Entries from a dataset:
================
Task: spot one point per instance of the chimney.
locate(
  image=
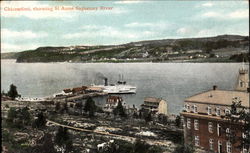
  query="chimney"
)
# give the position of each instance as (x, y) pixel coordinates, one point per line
(106, 82)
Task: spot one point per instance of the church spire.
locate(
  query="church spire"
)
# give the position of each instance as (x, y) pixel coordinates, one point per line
(243, 79)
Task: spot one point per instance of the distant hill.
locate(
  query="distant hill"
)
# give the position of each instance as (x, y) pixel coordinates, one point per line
(223, 48)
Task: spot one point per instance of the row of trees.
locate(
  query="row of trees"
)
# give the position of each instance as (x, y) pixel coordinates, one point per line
(12, 93)
(18, 118)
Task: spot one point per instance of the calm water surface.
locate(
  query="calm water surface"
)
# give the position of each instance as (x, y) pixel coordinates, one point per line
(170, 81)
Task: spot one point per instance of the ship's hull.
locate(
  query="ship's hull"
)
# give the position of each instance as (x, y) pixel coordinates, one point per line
(118, 89)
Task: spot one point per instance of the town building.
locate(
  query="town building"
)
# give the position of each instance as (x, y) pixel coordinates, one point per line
(112, 102)
(155, 105)
(205, 123)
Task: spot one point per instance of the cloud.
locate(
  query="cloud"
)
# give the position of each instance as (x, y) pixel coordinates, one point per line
(160, 26)
(212, 15)
(27, 10)
(129, 2)
(7, 47)
(184, 31)
(207, 4)
(50, 11)
(93, 31)
(138, 25)
(6, 33)
(237, 14)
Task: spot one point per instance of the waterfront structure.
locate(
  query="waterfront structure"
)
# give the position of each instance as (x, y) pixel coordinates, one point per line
(205, 122)
(155, 105)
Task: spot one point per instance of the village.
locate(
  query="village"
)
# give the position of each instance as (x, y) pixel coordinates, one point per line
(71, 121)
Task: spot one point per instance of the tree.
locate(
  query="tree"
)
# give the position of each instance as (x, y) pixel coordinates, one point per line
(18, 117)
(184, 149)
(46, 144)
(119, 110)
(178, 121)
(13, 92)
(58, 106)
(90, 107)
(63, 139)
(148, 117)
(40, 121)
(12, 114)
(25, 115)
(79, 106)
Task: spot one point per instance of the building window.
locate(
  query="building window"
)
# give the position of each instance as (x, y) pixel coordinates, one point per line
(218, 111)
(210, 127)
(227, 111)
(229, 147)
(218, 129)
(195, 109)
(219, 146)
(244, 136)
(228, 132)
(211, 144)
(188, 108)
(241, 84)
(196, 124)
(196, 141)
(244, 150)
(189, 123)
(209, 110)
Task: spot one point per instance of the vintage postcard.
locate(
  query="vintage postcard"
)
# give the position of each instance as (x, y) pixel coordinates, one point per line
================
• **What to do**: Leave out the pictures and give the rest of the records again exactly.

• **Correct answer**:
Task: spot one point per instance of the chimney.
locate(
  image=
  query="chimney"
)
# give the position of each instance as (x, y) pixel coordinates, one point per line
(106, 82)
Task: spot one point per instance of the church spire.
locate(
  query="church spire"
)
# give the position of each instance as (x, y) pixel coordinates, one point per line
(243, 79)
Task: spot one point per instance of the distant hill.
locate(
  query="distant hill"
)
# give the position of each instance as (x, y) pixel coordinates, one point per line
(223, 48)
Task: spot one point per instance of the row of trees.
locate(
  query="row of trees"
)
# give the position of each instance as (x, y) pixel coordinates, one point per line
(12, 93)
(18, 118)
Task: spot one point per instance of the calm water surface.
locate(
  query="calm water surface"
)
# give the position of each instance as (x, y) pixel coordinates, one point per line
(170, 81)
Task: spot one point per instance of the ship's hull.
locate(
  query="ship's hull"
)
# give the position of each instance as (x, y) pixel coordinates, one point per line
(118, 89)
Task: spot one point per instance of the town building.
locate(
  query="town building"
)
# give the position of each instance as (x, y) pixel coordinates, one point per line
(112, 102)
(155, 105)
(205, 123)
Task: spot one point per instance of the cloud.
locate(
  query="cloud"
)
# give the position of each instance as (x, y) pixel coordinates, one point per line
(160, 26)
(212, 15)
(27, 10)
(129, 2)
(7, 47)
(184, 31)
(207, 4)
(50, 11)
(93, 31)
(138, 25)
(6, 33)
(237, 14)
Task: spot one point per instance of the waterfront structure.
locate(
  query="waterfront structure"
)
# give the position of each instance as (x, y) pixel coordinates, one point per line
(205, 122)
(155, 105)
Task: spot one point per instance of the village.
locate(
  query="village"
)
# give the position of each instance as (x, y) pixel coordinates, one point per line
(71, 121)
Task: spot one point per instance of the tree.
locate(
  query="tree"
)
# give the position of each instance as (x, y) pixel coordinates, one point per line
(18, 117)
(184, 149)
(46, 144)
(119, 110)
(178, 121)
(13, 92)
(58, 106)
(90, 107)
(63, 139)
(148, 117)
(40, 121)
(12, 114)
(25, 115)
(79, 106)
Task: spot one point per instance of the building window.
locate(
  query="building window"
)
# give the position of each instance as (x, y) pixel coordinates, one point per line
(218, 111)
(210, 127)
(227, 111)
(229, 147)
(218, 129)
(195, 109)
(219, 146)
(244, 136)
(228, 132)
(211, 144)
(188, 108)
(241, 84)
(196, 124)
(196, 141)
(244, 150)
(189, 123)
(209, 110)
Task: spot one point per instance of the vintage postcard.
locate(
  query="vintage postcard"
)
# give the position of each instance as (x, y) pixel coordinates, one point per line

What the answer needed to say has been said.